* _Extract provided_
########
Q&A: Paul Mason, Pacific Forest Trust

California’s increasingly catastrophic fire seasons have drawn the connection between healthy forests, healthy air, and climate change into sharp relief. Under Governor Newsom, California has made sweeping policy changes to petroleum production, green energy infrastructure, groundwater pumping, and the transition from fossil fuel vehicles to zero emission vehicles. As the role that wildfire plays in California’s climate change mitigation efforts has become impossible to ignore, the role that forest management plays in climate change has become an essential part of discussions around climate change policy.

I spoke with Paul Mason, Vice President, Policy and Incentives at Pacific Forest Trust, to hear what trends and changes he sees in land management, and for insight into how to think about the role and health of California’s forests in the age of climate change.
########
* _Supplied data_
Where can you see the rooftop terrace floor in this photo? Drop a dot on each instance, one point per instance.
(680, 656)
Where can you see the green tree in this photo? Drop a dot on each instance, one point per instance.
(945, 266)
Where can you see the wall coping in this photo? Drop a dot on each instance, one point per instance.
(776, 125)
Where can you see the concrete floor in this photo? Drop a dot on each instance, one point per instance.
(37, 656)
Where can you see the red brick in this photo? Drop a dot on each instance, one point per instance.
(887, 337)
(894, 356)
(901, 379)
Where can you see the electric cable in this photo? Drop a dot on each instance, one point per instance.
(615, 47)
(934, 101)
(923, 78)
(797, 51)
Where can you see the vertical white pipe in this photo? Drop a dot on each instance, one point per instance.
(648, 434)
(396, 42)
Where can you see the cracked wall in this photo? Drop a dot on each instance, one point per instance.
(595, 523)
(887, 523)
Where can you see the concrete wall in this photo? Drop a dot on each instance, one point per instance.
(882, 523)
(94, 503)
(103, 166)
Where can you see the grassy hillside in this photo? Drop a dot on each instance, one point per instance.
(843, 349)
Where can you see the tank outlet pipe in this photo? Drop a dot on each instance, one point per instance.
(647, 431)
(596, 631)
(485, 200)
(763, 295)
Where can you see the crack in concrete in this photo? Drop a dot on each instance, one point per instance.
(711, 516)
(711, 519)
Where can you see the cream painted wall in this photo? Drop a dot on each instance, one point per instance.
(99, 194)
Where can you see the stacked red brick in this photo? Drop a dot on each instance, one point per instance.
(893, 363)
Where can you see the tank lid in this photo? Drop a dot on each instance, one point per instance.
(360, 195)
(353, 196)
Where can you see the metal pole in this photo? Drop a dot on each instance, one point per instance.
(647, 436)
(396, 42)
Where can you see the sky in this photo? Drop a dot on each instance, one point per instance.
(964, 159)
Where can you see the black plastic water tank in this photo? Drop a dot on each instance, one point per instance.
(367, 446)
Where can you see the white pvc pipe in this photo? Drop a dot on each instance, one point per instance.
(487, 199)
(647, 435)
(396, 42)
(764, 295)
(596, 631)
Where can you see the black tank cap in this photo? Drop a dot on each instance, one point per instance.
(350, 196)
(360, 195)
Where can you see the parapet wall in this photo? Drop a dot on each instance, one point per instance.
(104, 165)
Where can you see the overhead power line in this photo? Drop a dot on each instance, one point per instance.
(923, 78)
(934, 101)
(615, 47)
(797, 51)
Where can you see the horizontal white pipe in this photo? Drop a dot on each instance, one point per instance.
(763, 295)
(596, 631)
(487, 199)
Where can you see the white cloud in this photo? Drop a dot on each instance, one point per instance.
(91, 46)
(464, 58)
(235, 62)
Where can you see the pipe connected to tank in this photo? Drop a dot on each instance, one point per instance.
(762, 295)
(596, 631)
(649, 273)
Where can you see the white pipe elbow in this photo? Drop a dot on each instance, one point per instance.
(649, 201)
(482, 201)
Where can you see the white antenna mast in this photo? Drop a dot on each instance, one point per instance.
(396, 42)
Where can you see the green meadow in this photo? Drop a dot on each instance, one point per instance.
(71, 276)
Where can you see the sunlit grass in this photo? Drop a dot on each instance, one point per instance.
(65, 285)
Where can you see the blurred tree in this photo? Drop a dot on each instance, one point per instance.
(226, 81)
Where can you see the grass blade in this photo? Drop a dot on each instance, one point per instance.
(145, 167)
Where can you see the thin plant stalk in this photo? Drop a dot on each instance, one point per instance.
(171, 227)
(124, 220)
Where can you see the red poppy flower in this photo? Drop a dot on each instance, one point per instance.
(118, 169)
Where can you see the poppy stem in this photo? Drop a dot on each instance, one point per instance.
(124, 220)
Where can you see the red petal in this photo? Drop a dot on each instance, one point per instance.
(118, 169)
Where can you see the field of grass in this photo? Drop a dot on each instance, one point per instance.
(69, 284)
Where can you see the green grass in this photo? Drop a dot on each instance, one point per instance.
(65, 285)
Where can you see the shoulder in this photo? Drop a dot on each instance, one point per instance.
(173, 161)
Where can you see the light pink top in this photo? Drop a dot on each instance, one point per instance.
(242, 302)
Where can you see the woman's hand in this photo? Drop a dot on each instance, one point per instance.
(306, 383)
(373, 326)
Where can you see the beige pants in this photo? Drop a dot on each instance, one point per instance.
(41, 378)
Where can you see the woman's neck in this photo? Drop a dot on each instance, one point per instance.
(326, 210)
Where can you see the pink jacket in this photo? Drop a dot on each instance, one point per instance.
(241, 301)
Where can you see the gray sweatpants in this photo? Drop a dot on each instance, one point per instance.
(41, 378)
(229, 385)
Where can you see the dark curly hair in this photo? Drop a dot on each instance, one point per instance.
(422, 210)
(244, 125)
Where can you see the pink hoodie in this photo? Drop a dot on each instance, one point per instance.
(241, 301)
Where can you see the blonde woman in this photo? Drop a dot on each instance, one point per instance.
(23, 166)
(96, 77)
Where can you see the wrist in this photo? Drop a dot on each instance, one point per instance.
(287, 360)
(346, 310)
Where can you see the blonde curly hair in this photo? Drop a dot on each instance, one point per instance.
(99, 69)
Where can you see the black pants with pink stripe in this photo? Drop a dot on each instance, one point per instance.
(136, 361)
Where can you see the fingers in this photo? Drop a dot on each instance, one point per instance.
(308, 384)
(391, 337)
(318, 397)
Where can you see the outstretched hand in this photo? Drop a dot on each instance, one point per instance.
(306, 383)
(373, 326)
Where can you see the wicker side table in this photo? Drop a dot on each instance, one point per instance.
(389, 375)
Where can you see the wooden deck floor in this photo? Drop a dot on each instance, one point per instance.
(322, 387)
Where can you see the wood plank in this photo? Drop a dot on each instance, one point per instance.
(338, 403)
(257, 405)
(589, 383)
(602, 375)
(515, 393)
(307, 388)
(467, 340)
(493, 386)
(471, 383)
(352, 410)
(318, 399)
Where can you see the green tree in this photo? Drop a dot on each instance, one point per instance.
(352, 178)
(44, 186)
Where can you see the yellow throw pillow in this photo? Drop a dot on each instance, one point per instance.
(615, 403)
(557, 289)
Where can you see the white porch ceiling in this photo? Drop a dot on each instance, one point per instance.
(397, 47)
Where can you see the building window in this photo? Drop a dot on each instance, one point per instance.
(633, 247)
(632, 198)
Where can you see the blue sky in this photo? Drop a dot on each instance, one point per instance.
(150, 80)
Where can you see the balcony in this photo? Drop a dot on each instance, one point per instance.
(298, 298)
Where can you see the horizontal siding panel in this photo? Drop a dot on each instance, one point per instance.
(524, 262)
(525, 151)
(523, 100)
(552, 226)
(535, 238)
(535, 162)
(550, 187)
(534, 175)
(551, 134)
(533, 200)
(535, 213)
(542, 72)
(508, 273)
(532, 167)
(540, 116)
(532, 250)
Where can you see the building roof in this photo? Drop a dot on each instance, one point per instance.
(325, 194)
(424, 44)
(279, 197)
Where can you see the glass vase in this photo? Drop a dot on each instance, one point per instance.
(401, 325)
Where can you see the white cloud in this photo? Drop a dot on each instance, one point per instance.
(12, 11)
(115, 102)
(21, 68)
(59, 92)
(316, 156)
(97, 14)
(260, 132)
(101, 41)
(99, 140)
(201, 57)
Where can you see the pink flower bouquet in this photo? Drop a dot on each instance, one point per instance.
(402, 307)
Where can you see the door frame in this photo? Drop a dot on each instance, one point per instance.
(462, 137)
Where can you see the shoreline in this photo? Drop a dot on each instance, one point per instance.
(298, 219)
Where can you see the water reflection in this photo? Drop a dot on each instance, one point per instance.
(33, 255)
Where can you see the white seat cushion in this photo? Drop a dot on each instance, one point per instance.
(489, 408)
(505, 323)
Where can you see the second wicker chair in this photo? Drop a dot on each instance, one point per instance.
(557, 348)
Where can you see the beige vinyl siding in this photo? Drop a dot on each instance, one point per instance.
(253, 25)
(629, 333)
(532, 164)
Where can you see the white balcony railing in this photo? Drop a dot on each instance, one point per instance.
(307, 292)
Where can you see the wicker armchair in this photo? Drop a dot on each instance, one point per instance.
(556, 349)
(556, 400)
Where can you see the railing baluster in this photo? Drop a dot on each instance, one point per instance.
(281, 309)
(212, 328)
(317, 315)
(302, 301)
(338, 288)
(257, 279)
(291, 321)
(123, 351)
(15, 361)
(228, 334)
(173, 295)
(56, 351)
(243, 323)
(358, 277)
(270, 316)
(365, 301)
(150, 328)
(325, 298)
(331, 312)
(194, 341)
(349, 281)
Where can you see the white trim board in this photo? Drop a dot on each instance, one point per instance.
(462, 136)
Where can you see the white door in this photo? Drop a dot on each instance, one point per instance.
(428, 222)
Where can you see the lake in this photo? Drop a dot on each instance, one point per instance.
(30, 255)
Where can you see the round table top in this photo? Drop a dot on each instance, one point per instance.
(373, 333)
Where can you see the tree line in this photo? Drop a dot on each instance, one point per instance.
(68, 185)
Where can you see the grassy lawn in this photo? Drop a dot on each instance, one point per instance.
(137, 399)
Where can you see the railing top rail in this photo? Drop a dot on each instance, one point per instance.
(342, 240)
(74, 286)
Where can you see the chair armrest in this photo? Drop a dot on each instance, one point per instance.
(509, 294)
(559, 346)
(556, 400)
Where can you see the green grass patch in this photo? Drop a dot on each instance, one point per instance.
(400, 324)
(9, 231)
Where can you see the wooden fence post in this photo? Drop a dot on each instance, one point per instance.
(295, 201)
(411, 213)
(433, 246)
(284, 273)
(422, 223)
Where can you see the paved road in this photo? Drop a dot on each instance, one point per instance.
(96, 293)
########
* _Given request A_
Do the following statements agree with the introduction? For each one, answer yes or no and quote the deciding words of the introduction.
(i) Paul Mason holds the position of Vice President, Policy and Incentives at Pacific Forest Trust.
(ii) The introduction describes California's fire seasons as becoming less severe.
(iii) Under Governor Newsom, California has made policy changes concerning groundwater pumping.
* _Given request B_
Print the stretch of the listing from the line containing "Where can you see the railing top" through the end of the listing, with both ends included.

* _Output A_
(i) Yes: "Paul Mason, Vice President, Policy and Incentives at Pacific Forest Trust"
(ii) No: "California’s increasingly catastrophic fire seasons"
(iii) Yes: "California has made sweeping policy changes to petroleum production, green energy infrastructure, groundwater pumping"

* _Output B_
Where can you see the railing top rail in this photo? Drop a dot on each instance, one point per instance.
(342, 240)
(74, 286)
Where can you see the chair armrest in this photo? Drop a dot on each instance, one point per instance.
(509, 294)
(559, 346)
(556, 400)
Where can you see the green grass patch in this photo? Drop a dot on each instance, one point per instance.
(400, 324)
(9, 231)
Where can you see the wooden fence post in this photo? Drop a dot on each instance, one point per instance.
(295, 201)
(411, 213)
(433, 246)
(284, 273)
(422, 223)
Where can you see the paved road in this photo? Drop a dot on each instance, one point per instance.
(96, 293)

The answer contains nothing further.